- _Exercise_: In the land trust post below about the Gallatin Valley, what does the Blackfeet Nation's name "Ahkoto Waktai Sakum" translate to?

- _Extracted text_:
Many Come Together

November 17, 2021

As a land trust, we are deeply rooted in the land itself and the history it holds. Our work spans across Gallatin, Park, and Madison counties, a landscape with rich archeological and cultural history, giving us insight into life before our time. Only fifty miles from our office, an ancient child’s skull was unearthed near Wilsall, MT, which has been dated to the native Clovis tribe who inhabited this area approximately 12,700 years ago (1). This incredible discovery gives light to the generations of Native people who travelled across, lived upon, enjoyed, and stewarded this valley for thousands of years before colonization. The Blackfeet Nation calls this area “Ahkoto Waktai Sakum,” which translates to “Many Come Together” country.

According to legend, this land was not to be fought over but shared (2). The Gallatin Valley, with its generous rivers, wildlife abundance, and soils was not claimed by any one indigenous nation, but used by many seasonally, including the Crow, Northern Cheyenne, Salish Kootenai, Blackfeet, Bannock, Lakota, Nez Perce, Flathead, Sioux, and Shoshone tribes (2). During early colonization less than 160 years ago, these tribes were displaced from their homelands and territories; the shared land repeatedly divided and sold. The native land mass, which started off covering most of Montana in the 1800s, shrunk by treaties that were struck with the government but then rescinded, leaving Native communities displaced (3). While there are currently no reservations within the Valley, tribal members had and continue to have deep spiritual, cultural, and recreational connections to this landscape.

- _Dataset excerpts_:
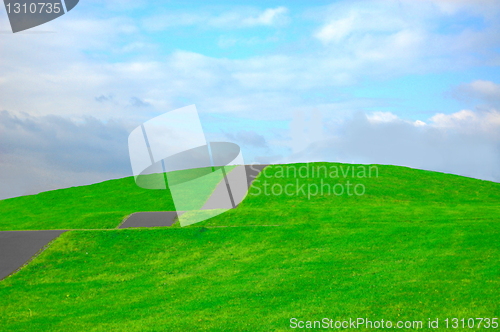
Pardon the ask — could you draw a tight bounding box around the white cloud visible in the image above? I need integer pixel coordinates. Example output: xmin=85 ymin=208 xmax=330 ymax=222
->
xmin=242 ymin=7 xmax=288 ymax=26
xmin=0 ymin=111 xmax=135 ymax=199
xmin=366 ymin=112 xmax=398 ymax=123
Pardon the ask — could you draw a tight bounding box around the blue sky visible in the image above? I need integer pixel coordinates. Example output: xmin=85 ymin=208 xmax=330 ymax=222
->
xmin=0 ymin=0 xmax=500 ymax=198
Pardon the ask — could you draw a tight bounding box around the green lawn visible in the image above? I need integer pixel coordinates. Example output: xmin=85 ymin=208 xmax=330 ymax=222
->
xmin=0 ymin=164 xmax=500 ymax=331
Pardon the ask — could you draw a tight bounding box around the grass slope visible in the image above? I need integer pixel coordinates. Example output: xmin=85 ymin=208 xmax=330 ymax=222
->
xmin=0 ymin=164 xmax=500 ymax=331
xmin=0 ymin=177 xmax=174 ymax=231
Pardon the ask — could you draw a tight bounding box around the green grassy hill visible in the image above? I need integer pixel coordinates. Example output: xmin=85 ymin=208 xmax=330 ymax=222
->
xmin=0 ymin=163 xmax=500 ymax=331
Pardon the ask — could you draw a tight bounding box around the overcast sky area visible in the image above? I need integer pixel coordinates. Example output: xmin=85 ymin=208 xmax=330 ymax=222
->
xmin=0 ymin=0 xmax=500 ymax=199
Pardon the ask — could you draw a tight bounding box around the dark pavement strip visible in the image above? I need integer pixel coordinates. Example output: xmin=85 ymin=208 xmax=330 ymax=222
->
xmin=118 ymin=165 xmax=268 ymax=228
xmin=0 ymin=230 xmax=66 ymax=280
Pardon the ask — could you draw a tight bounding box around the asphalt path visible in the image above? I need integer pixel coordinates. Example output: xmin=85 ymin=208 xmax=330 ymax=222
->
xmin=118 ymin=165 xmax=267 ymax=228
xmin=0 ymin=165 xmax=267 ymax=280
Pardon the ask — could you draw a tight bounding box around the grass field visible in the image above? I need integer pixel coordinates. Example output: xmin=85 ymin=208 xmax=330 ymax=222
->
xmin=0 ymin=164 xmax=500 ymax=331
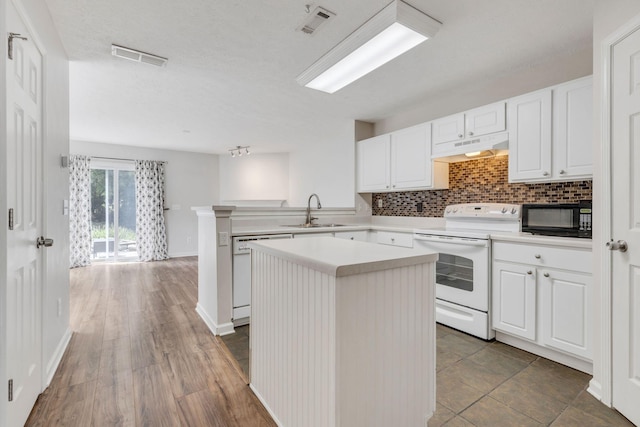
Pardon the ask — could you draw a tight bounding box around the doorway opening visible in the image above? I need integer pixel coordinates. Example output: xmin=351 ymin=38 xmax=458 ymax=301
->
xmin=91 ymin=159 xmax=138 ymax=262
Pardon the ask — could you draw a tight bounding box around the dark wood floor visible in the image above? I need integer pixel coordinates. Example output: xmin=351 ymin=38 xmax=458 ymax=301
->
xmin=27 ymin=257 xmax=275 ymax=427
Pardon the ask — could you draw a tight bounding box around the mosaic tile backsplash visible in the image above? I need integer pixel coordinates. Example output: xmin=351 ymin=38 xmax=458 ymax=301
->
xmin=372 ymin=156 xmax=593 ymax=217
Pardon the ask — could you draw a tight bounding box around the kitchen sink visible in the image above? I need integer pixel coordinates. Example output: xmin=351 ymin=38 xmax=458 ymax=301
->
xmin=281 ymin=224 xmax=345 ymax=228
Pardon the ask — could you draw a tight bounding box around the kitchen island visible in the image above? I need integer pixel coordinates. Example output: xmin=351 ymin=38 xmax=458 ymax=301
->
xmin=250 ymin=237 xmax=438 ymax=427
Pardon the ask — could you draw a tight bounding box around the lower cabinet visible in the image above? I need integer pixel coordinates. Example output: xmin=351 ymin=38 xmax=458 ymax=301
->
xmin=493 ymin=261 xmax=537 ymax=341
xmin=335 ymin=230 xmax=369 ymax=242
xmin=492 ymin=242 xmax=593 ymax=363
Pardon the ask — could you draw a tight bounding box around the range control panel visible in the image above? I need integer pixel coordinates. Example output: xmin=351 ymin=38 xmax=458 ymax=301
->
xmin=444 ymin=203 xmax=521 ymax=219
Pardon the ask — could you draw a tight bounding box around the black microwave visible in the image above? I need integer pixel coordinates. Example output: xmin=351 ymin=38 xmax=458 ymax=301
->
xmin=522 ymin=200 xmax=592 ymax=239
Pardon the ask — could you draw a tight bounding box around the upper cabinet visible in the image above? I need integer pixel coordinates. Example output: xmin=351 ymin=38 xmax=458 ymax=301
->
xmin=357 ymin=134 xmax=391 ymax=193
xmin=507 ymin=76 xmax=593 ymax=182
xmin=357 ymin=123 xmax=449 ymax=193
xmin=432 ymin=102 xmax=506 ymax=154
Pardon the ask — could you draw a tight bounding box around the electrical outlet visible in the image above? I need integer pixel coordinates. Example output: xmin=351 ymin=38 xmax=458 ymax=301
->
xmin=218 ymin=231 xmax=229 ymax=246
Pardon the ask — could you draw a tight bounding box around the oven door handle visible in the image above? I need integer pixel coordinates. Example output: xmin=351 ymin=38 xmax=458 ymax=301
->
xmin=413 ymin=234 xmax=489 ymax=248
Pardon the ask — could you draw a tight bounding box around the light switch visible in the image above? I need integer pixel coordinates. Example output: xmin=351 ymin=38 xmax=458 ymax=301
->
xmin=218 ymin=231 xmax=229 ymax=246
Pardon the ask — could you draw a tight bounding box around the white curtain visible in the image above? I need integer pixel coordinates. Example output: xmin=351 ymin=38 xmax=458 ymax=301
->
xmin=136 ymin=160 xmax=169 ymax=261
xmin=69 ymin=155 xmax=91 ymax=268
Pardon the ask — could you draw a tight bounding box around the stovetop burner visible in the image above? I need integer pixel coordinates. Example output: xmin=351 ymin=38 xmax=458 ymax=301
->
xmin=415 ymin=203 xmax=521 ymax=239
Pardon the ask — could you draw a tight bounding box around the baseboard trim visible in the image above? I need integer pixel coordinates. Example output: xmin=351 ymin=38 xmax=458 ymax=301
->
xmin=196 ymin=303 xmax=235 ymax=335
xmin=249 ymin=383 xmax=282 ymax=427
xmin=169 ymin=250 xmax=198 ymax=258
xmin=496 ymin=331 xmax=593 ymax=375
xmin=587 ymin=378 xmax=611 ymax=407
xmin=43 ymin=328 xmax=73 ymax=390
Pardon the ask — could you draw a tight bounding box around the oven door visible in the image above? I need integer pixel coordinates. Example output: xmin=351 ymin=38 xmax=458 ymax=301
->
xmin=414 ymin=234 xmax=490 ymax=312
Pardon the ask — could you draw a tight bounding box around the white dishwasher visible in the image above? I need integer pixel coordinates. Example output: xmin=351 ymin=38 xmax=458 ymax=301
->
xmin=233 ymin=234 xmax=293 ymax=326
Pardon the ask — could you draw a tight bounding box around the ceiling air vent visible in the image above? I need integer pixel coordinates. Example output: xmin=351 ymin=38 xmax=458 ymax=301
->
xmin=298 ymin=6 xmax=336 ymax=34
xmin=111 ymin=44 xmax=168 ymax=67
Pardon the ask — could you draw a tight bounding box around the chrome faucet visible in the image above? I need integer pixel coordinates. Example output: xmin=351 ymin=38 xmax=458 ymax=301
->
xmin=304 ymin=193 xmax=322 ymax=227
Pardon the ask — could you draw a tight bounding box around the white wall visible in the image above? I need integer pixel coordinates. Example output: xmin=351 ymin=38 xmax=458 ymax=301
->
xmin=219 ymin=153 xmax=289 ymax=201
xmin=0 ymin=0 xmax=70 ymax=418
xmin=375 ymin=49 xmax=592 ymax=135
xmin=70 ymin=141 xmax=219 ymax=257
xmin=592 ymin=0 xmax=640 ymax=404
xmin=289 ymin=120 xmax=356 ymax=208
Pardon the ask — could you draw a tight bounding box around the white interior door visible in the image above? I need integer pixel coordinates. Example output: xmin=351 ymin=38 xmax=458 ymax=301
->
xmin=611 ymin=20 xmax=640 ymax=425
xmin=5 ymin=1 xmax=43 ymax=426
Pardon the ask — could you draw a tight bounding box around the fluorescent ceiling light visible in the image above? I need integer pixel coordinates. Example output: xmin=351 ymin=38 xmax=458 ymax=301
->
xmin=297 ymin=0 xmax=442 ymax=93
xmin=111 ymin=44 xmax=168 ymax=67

- _Solution below_: It translates to "Many Come Together" country.